Exercise description: Could you copy the items again, requests included, starting at the line that contains "Please segment every instance of the white" and stopping after the line that contains "POLYGON ((242 49, 225"? Offset every polygon coordinate in the answers by adding 85, and leave the format samples unchanged.

## Start

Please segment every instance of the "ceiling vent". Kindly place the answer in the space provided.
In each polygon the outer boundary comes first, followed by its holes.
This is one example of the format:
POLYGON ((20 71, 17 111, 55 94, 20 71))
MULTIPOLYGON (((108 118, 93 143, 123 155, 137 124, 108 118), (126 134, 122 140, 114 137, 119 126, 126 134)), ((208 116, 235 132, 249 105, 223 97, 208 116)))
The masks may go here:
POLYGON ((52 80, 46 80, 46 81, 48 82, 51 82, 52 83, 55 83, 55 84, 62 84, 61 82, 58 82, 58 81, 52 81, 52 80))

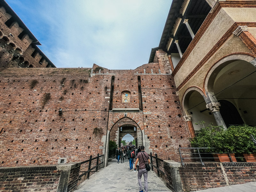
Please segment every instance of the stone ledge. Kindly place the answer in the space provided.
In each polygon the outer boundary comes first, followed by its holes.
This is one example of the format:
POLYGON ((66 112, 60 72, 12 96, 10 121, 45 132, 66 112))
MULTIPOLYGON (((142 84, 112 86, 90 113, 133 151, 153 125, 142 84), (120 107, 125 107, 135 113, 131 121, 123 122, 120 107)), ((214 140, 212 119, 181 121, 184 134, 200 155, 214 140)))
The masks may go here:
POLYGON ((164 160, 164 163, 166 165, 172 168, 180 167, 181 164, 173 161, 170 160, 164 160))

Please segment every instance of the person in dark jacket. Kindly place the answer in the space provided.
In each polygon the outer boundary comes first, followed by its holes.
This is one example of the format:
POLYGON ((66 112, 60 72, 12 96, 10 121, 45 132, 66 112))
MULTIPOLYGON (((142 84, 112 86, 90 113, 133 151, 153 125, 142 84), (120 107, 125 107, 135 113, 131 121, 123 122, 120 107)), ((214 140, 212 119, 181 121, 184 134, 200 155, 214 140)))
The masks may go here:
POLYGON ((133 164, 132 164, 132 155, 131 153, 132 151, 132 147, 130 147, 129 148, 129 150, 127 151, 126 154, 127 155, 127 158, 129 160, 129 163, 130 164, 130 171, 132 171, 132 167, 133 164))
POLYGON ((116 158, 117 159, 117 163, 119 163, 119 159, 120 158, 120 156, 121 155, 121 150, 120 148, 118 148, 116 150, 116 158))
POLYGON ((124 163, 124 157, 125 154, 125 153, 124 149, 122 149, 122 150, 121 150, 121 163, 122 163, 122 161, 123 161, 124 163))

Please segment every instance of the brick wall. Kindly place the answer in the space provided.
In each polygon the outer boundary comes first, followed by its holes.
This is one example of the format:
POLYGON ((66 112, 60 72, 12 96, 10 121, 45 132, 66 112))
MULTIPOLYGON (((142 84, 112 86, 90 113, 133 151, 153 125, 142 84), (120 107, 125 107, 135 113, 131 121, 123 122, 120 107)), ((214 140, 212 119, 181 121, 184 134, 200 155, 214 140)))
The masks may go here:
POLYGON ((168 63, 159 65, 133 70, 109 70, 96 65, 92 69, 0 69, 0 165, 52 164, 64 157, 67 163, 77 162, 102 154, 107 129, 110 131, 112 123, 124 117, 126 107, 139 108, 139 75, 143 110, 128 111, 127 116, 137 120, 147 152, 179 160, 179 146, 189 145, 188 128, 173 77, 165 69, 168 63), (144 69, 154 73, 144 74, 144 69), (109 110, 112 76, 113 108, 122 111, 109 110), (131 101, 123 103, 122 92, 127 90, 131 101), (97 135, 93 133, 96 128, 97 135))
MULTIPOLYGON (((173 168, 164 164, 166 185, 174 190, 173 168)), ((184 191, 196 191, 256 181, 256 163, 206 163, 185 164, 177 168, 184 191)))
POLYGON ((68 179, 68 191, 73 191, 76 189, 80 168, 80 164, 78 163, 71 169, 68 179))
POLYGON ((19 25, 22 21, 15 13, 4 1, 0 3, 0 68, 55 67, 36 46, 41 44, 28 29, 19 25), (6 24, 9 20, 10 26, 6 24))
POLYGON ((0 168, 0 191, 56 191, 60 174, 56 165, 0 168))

## End
## Start

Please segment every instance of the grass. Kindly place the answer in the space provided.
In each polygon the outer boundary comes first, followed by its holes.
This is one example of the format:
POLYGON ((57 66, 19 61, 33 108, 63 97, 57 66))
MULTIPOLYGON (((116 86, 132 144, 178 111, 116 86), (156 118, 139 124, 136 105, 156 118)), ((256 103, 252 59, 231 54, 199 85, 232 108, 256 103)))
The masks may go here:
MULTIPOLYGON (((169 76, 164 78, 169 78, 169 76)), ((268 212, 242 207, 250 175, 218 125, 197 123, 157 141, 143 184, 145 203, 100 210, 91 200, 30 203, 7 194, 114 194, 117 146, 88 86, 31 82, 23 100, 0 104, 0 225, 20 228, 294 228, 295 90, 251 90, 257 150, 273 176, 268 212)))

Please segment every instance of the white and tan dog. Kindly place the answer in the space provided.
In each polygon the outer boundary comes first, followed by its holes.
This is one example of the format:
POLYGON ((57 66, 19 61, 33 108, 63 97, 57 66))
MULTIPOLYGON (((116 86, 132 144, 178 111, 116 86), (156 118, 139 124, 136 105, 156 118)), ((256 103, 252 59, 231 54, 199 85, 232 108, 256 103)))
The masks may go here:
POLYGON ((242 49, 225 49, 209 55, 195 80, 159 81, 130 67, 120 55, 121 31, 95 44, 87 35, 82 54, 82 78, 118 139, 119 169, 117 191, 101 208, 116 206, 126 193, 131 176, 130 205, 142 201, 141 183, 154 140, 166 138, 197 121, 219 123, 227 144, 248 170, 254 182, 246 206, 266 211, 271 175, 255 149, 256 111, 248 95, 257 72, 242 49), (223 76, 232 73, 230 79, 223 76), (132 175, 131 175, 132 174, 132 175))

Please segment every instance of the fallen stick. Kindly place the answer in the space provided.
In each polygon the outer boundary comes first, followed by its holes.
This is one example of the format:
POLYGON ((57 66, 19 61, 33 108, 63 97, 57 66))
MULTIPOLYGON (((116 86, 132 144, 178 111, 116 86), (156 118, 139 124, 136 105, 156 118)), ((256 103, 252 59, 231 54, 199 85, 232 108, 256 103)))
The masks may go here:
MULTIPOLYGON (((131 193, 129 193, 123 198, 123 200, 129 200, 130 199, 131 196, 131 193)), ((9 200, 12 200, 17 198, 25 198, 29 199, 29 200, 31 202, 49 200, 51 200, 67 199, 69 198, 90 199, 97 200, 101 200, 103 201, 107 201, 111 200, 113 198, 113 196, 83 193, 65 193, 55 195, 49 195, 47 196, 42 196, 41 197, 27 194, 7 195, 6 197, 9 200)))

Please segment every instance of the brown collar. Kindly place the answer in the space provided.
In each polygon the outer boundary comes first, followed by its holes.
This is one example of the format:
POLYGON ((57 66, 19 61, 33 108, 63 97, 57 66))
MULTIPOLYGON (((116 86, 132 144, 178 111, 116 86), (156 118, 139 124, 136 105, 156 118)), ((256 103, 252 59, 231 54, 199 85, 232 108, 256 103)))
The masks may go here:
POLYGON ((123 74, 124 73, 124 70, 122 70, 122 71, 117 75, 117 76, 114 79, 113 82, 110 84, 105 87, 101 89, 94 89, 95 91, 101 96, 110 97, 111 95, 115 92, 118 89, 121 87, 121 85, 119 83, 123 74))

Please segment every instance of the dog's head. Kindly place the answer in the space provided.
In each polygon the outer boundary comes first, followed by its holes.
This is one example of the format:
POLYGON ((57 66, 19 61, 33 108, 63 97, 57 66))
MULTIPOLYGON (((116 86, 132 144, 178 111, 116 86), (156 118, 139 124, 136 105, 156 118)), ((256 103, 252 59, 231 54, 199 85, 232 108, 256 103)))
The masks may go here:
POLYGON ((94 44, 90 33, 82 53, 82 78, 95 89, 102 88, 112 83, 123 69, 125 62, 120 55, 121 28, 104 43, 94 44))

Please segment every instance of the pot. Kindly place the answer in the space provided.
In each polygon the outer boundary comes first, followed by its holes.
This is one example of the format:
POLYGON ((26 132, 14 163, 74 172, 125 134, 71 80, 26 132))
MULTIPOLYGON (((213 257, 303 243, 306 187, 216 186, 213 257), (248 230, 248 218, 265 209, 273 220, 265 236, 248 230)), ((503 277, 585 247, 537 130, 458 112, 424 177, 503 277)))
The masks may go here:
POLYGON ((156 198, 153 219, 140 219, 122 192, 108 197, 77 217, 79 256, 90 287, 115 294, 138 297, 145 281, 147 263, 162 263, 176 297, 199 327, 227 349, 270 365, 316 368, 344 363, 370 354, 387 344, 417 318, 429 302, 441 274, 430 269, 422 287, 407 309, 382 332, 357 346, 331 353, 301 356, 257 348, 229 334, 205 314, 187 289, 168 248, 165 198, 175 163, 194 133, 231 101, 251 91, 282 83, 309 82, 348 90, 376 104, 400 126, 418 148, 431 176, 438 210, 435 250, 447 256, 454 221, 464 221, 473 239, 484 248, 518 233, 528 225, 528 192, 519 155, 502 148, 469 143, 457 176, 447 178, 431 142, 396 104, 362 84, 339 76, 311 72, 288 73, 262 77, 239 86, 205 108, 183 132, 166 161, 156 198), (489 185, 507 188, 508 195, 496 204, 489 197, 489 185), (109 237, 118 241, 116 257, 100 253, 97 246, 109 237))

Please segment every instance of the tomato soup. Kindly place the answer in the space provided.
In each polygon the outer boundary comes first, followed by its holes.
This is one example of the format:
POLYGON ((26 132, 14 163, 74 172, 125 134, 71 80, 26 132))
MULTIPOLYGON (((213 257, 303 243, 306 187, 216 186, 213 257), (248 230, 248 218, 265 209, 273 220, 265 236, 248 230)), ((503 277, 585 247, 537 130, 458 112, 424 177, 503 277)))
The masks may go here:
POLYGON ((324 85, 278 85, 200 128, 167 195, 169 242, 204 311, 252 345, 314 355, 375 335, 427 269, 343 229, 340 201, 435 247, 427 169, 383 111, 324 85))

## End

Correct response:
Please segment every instance of the white and tan dog. Kindly place the answer in the space provided.
In each polygon the outer boundary comes first, followed by its holes.
This is one example of the format:
POLYGON ((57 66, 19 61, 33 108, 63 97, 57 66))
MULTIPOLYGON (((116 86, 132 144, 178 111, 116 86), (156 118, 139 124, 136 105, 156 118)), ((256 103, 252 59, 231 54, 199 85, 232 108, 256 103)))
The masks may go here:
POLYGON ((327 134, 310 134, 294 140, 280 165, 244 166, 215 152, 205 140, 206 116, 180 129, 172 120, 167 139, 167 163, 203 224, 204 254, 202 276, 186 293, 201 291, 211 278, 216 261, 215 290, 227 286, 226 268, 239 225, 251 223, 282 206, 304 208, 312 229, 333 255, 339 267, 331 291, 351 296, 356 260, 340 234, 341 196, 333 180, 342 157, 327 134), (308 161, 317 158, 315 164, 308 161), (217 260, 216 260, 217 259, 217 260))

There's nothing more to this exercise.